**Quoted passage:**
⁂

Doc [in regards to Puck Beaverton]: Is that a swastika on that man’s face?
Dr. Threeply: No, it isn’t. That’s an ancient Hindu symbol meaning “all is well”. It brings good fortune, luck and well-being.
…
Doc: You didn’t get this necklace up north, hmm?
Shasta: I went on a boat ride.
Doc: Hmm…a three hour tour?
Shasta: They told me I was precious cargo that couldn’t be insured because of inherent vice.
Doc: Whats that?
Shasta [wistfully]: I dont know.
…
Sortilège [voiceover]: Inherent vice in a maritime insurance policy is anything that you can’t avoid. Eggs break, chocolate melts, glass shatters, and Doc wondered what that meant when it applied to ex-old ladies.
…
Doc: You ever run across a dentist named Rudy Blatnoyd?
Croker: The son of a bitch who until recently was corrupting my daughter? Yes I do seem to recall the name. He perished in a trampoline accident didn’t he?
Doc: The LAPD aren’t so sure it was an accident.

⁂

Photo-based referring expression data
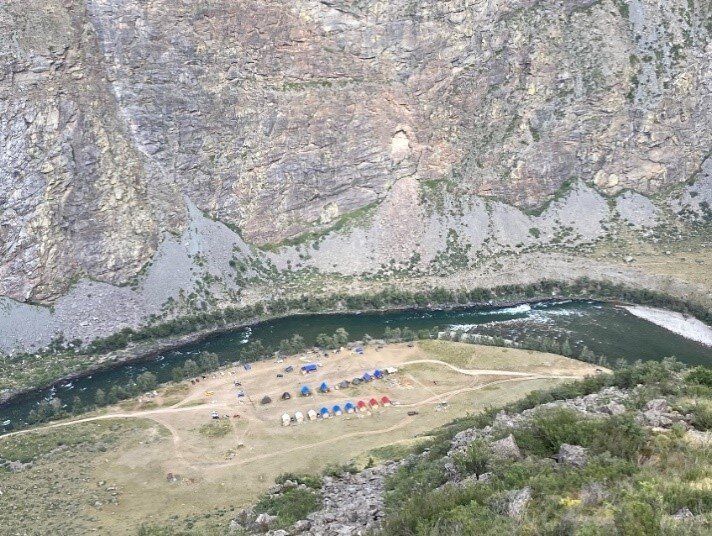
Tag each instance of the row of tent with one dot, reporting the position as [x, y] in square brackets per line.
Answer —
[366, 377]
[325, 412]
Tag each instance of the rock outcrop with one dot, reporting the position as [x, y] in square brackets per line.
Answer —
[353, 504]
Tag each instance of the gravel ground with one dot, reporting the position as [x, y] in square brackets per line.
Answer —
[400, 227]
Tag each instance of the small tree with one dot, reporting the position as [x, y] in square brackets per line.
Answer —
[566, 348]
[190, 368]
[77, 406]
[324, 341]
[177, 374]
[209, 361]
[146, 382]
[341, 336]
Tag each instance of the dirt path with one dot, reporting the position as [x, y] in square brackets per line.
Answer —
[147, 414]
[152, 414]
[487, 372]
[396, 426]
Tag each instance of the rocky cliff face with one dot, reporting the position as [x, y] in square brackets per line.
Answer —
[279, 117]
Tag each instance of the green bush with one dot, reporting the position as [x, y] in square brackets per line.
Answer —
[702, 416]
[548, 430]
[475, 460]
[289, 507]
[310, 481]
[700, 376]
[637, 518]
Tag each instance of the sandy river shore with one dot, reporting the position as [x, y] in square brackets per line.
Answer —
[684, 325]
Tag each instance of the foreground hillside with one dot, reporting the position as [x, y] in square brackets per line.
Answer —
[163, 460]
[626, 454]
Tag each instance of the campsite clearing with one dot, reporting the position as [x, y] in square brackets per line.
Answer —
[202, 470]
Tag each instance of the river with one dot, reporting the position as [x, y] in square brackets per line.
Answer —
[604, 328]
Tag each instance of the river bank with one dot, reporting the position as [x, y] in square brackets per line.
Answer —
[685, 325]
[142, 351]
[137, 352]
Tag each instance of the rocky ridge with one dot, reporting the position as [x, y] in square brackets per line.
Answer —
[353, 504]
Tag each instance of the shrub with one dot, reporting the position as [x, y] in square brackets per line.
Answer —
[702, 416]
[549, 429]
[637, 518]
[311, 481]
[475, 460]
[700, 376]
[289, 507]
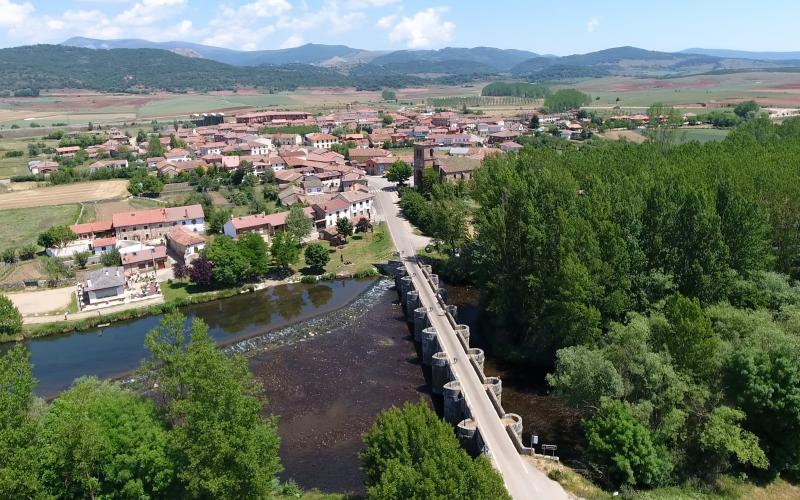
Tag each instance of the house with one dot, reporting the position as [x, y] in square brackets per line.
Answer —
[42, 167]
[177, 155]
[453, 169]
[510, 147]
[110, 164]
[348, 204]
[321, 141]
[379, 166]
[154, 224]
[149, 258]
[265, 225]
[104, 284]
[173, 168]
[211, 148]
[312, 184]
[185, 244]
[67, 151]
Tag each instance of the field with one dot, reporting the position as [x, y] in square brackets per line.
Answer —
[701, 91]
[69, 193]
[19, 227]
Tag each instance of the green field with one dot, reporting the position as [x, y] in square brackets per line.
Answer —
[20, 227]
[702, 135]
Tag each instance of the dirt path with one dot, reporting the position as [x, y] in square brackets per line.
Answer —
[62, 195]
[42, 301]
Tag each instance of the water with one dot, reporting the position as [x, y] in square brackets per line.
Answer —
[117, 349]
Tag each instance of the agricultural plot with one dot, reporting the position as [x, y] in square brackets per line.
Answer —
[20, 227]
[65, 194]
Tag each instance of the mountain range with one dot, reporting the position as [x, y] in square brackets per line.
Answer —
[133, 65]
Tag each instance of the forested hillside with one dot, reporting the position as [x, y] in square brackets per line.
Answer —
[658, 285]
[123, 70]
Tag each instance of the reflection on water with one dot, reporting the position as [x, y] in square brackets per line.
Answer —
[119, 348]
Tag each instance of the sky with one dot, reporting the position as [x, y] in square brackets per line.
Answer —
[558, 27]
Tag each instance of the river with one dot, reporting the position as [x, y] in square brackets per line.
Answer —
[330, 356]
[117, 349]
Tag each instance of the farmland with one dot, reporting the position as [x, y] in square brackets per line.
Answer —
[19, 227]
[65, 194]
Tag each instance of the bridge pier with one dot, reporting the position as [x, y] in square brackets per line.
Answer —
[420, 322]
[468, 435]
[477, 356]
[406, 285]
[463, 332]
[440, 372]
[495, 385]
[412, 302]
[453, 402]
[430, 345]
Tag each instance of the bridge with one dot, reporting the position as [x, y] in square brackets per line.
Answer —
[472, 401]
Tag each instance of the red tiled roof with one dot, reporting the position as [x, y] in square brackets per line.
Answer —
[100, 226]
[155, 253]
[184, 237]
[104, 242]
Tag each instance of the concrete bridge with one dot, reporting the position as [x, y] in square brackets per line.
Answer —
[472, 401]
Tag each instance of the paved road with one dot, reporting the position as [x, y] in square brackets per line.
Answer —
[522, 480]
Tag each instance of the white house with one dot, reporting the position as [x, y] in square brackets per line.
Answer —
[321, 141]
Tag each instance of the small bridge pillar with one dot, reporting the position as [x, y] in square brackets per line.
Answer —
[440, 372]
[420, 322]
[430, 345]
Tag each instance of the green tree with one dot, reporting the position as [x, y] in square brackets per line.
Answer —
[344, 227]
[217, 219]
[298, 224]
[722, 438]
[19, 465]
[625, 447]
[399, 172]
[154, 147]
[411, 453]
[449, 220]
[317, 255]
[230, 266]
[253, 247]
[98, 440]
[583, 376]
[688, 337]
[223, 447]
[746, 109]
[111, 258]
[56, 237]
[82, 258]
[285, 250]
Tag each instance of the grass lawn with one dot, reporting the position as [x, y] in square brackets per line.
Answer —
[361, 251]
[702, 134]
[19, 227]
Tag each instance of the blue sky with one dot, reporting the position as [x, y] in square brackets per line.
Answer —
[554, 26]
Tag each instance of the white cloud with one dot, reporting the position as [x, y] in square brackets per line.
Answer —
[147, 12]
[426, 28]
[13, 14]
[366, 4]
[265, 8]
[386, 22]
[184, 27]
[293, 41]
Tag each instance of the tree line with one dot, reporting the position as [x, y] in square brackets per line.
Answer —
[658, 283]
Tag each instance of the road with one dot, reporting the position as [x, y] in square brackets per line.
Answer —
[522, 480]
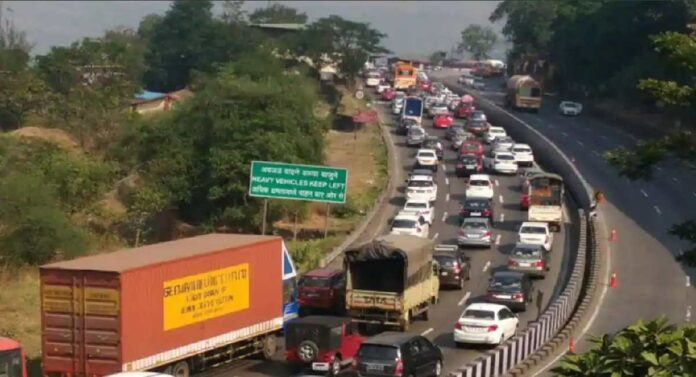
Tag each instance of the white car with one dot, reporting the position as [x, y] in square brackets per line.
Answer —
[421, 187]
[422, 208]
[484, 323]
[479, 186]
[570, 108]
[493, 133]
[501, 162]
[535, 233]
[523, 154]
[426, 159]
[408, 223]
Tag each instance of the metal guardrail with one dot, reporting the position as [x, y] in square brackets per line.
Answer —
[556, 323]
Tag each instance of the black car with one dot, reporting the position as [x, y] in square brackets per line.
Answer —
[454, 268]
[477, 207]
[398, 354]
[510, 288]
[468, 164]
[431, 142]
[404, 126]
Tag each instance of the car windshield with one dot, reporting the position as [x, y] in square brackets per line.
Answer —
[402, 223]
[478, 314]
[378, 352]
[479, 183]
[526, 252]
[315, 282]
[533, 230]
[474, 225]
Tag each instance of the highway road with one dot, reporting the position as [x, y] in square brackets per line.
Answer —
[650, 282]
[451, 191]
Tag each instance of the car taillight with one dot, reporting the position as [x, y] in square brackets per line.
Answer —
[399, 370]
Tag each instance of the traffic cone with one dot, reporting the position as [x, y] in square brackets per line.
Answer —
[614, 281]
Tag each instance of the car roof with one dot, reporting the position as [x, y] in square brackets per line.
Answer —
[390, 338]
[323, 272]
[325, 320]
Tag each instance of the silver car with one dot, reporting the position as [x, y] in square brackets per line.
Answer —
[530, 259]
[475, 232]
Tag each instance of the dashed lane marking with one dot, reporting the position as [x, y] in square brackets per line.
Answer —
[463, 300]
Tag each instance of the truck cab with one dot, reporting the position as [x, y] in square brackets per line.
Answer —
[12, 361]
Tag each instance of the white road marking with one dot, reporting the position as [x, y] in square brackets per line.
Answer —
[463, 300]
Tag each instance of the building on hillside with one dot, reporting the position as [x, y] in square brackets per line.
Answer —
[148, 102]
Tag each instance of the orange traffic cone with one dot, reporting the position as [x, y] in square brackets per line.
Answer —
[614, 281]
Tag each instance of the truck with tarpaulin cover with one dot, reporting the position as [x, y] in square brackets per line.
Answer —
[545, 194]
[174, 307]
[391, 280]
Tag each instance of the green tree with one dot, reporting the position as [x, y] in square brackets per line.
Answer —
[477, 40]
[277, 14]
[345, 42]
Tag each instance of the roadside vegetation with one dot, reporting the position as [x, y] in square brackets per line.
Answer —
[82, 173]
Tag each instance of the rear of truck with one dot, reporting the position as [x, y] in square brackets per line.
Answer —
[173, 307]
[391, 280]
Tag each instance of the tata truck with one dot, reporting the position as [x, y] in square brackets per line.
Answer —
[391, 280]
[175, 307]
[545, 193]
[523, 93]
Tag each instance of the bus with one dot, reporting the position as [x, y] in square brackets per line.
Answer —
[413, 109]
[545, 193]
[405, 76]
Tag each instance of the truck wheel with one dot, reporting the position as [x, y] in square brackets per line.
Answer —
[181, 369]
[270, 346]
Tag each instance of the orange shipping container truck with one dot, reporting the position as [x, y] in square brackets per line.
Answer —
[176, 306]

⁂

**Work task 1:**
Answer these questions about the dialogue:
(a) According to Dr. Threeply, what does the symbol on Puck Beaverton's face mean?
(b) Why, according to Shasta, could she not be insured?
(c) How did Rudy Blatnoyd die, according to Croker?
**Work task 2:** List every speaker named in the dialogue.
This data comes from a separate source, unrelated to the dialogue.

**Answer 1:**
(a) It is an ancient Hindu symbol meaning "all is well."
(b) Because of inherent vice.
(c) In a trampoline accident.

**Answer 2:** Doc, Dr. Threeply, Shasta, Sortilège, Croker